#### [TASK GOAL]
Turn the rows below, from their first line up to and including the line with "285L361 274H354L353 368L362", into a numbered list with blank lines dropped. Include only those lines.

#### [RECORDS FOR THE EXERCISE]
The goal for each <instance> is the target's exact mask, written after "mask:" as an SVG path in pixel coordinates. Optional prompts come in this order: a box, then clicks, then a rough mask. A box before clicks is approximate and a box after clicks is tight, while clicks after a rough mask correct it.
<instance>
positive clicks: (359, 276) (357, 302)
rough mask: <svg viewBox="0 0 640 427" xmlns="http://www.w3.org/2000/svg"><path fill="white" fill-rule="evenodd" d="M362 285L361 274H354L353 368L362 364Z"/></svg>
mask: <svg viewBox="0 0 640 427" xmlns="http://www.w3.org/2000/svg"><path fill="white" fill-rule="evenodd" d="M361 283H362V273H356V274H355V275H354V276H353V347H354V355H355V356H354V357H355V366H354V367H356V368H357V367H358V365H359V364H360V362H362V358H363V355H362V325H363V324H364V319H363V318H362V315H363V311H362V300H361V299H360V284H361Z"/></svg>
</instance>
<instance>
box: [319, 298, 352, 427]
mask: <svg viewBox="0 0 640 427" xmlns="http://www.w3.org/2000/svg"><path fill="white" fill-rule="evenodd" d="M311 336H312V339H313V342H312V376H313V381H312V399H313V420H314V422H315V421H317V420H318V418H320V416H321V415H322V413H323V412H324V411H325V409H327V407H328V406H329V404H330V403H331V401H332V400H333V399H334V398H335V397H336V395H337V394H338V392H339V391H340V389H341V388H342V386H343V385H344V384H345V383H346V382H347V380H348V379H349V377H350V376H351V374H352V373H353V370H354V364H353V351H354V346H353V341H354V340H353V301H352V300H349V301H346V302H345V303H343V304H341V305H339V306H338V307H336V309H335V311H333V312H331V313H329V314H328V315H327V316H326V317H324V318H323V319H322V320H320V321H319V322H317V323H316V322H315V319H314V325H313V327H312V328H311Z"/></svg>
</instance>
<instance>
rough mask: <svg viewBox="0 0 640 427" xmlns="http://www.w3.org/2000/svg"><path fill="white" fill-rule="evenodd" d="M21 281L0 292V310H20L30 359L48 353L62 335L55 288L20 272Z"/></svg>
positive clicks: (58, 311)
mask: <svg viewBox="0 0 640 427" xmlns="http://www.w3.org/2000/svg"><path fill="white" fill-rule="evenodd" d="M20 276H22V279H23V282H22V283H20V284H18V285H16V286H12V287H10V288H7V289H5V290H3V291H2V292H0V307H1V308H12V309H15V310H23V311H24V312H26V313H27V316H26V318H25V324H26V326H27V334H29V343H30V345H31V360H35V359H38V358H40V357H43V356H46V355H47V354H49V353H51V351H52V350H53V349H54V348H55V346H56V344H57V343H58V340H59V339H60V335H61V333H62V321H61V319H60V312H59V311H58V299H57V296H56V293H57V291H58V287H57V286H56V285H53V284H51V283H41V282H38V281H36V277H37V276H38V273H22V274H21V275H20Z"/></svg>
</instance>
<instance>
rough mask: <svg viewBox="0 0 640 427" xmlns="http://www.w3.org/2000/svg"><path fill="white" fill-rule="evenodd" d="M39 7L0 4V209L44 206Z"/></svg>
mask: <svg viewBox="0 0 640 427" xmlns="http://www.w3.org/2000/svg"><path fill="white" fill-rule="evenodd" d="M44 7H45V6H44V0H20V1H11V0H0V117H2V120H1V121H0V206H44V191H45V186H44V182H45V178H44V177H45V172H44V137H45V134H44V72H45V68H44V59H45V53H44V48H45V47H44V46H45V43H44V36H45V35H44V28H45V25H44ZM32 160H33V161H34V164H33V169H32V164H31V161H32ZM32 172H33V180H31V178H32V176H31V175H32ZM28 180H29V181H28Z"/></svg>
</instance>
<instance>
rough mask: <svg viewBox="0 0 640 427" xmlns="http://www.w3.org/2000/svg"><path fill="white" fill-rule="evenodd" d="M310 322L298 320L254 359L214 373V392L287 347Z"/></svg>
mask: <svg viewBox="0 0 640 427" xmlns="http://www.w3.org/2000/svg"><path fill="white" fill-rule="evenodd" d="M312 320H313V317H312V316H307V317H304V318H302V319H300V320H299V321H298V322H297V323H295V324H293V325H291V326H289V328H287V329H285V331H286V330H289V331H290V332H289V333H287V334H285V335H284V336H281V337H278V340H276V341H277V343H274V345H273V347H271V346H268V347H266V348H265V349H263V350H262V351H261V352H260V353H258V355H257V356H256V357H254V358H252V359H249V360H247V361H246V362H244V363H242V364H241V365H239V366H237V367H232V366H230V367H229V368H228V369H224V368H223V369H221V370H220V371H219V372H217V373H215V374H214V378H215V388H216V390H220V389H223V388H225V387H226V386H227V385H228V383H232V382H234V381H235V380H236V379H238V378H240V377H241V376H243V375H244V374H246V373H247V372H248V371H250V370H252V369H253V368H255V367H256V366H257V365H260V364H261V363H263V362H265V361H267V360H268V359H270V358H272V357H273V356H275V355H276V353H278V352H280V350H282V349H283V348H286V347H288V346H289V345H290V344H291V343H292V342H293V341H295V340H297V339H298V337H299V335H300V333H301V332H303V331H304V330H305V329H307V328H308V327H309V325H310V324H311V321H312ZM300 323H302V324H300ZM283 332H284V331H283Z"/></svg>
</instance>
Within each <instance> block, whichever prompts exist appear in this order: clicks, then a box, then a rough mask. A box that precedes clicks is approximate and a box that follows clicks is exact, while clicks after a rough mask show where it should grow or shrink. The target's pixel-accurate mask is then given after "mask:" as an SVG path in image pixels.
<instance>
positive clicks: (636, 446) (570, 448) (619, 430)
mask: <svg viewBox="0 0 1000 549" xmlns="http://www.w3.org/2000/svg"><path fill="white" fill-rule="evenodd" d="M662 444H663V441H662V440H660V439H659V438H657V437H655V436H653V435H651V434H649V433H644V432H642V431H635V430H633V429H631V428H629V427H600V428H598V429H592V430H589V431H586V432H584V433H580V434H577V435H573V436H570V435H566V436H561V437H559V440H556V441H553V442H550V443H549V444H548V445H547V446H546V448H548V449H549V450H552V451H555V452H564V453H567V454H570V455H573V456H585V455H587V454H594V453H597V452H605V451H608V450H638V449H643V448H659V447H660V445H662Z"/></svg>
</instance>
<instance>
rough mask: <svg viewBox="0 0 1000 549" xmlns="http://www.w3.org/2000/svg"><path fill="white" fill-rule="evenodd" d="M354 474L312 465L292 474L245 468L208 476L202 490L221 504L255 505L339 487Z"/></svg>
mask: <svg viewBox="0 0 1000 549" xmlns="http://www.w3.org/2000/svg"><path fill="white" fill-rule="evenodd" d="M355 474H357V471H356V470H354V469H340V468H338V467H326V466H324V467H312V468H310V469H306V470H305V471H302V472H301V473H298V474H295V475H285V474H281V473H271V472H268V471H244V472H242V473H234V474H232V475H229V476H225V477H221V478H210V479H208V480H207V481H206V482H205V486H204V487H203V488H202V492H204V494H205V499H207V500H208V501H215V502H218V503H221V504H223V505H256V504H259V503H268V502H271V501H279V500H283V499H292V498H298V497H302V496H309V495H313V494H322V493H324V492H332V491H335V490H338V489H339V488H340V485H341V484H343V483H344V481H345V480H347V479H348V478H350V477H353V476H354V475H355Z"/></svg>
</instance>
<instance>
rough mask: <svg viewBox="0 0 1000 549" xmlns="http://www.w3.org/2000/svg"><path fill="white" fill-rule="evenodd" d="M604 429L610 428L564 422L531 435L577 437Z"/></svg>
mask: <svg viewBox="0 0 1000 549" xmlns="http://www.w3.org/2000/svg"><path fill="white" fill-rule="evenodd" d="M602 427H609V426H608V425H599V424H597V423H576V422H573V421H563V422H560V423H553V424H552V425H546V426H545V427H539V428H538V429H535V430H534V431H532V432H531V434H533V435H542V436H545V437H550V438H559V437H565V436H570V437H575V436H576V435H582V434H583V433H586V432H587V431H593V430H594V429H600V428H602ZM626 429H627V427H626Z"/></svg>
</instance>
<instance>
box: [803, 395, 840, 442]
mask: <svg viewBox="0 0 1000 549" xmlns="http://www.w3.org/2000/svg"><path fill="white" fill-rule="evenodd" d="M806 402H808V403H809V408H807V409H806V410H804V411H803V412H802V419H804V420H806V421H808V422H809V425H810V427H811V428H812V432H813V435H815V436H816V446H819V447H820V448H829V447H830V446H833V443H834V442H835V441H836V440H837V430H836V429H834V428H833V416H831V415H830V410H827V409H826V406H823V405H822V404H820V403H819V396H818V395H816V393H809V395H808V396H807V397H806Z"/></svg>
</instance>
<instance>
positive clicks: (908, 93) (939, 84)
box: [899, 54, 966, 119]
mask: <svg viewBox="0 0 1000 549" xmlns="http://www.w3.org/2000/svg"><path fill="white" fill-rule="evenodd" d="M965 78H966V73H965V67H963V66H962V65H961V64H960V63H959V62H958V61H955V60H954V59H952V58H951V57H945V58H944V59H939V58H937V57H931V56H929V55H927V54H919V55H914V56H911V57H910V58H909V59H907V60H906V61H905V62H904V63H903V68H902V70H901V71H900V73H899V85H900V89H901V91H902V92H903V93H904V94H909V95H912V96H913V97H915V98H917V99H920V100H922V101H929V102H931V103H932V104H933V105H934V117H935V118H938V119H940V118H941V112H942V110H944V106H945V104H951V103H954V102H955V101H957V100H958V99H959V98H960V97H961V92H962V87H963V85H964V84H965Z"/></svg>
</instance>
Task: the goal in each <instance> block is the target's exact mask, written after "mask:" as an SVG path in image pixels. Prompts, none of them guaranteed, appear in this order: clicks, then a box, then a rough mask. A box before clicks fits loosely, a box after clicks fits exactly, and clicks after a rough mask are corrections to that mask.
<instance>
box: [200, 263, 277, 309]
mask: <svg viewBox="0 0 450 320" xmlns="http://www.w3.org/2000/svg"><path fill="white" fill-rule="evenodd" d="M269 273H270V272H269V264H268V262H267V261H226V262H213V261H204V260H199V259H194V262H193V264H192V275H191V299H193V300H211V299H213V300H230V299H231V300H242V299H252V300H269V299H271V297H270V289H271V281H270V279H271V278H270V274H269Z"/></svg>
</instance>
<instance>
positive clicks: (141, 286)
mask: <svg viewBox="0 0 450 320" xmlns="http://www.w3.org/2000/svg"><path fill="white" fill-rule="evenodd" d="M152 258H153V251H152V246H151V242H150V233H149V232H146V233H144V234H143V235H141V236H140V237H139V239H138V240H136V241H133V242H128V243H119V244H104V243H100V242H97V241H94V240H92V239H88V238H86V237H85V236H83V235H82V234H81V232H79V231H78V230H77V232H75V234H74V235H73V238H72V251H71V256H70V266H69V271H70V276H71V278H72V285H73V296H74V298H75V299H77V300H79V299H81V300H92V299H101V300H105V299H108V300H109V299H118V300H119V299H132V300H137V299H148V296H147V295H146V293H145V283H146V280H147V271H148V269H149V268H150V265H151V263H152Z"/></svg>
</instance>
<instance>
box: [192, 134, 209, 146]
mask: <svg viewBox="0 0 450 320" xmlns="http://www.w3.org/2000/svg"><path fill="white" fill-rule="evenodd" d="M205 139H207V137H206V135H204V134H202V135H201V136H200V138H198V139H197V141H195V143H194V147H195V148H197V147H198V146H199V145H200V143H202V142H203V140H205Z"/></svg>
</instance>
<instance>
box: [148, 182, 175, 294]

#### [SOLVED PROBLEM]
1. The goal for each <instance> is the target's exact mask, written after "mask:" as an SVG path in pixel coordinates. Optional prompts come in this order: a box, then clicks, then a rough mask. A box before clicks is approximate and a box after clicks is tight, while clicks after a rough mask correct it.
2. <instance>
3. positive clicks: (359, 276) (357, 302)
4. rough mask: <svg viewBox="0 0 640 427" xmlns="http://www.w3.org/2000/svg"><path fill="white" fill-rule="evenodd" d="M362 285L361 274H354L353 368L362 364Z"/></svg>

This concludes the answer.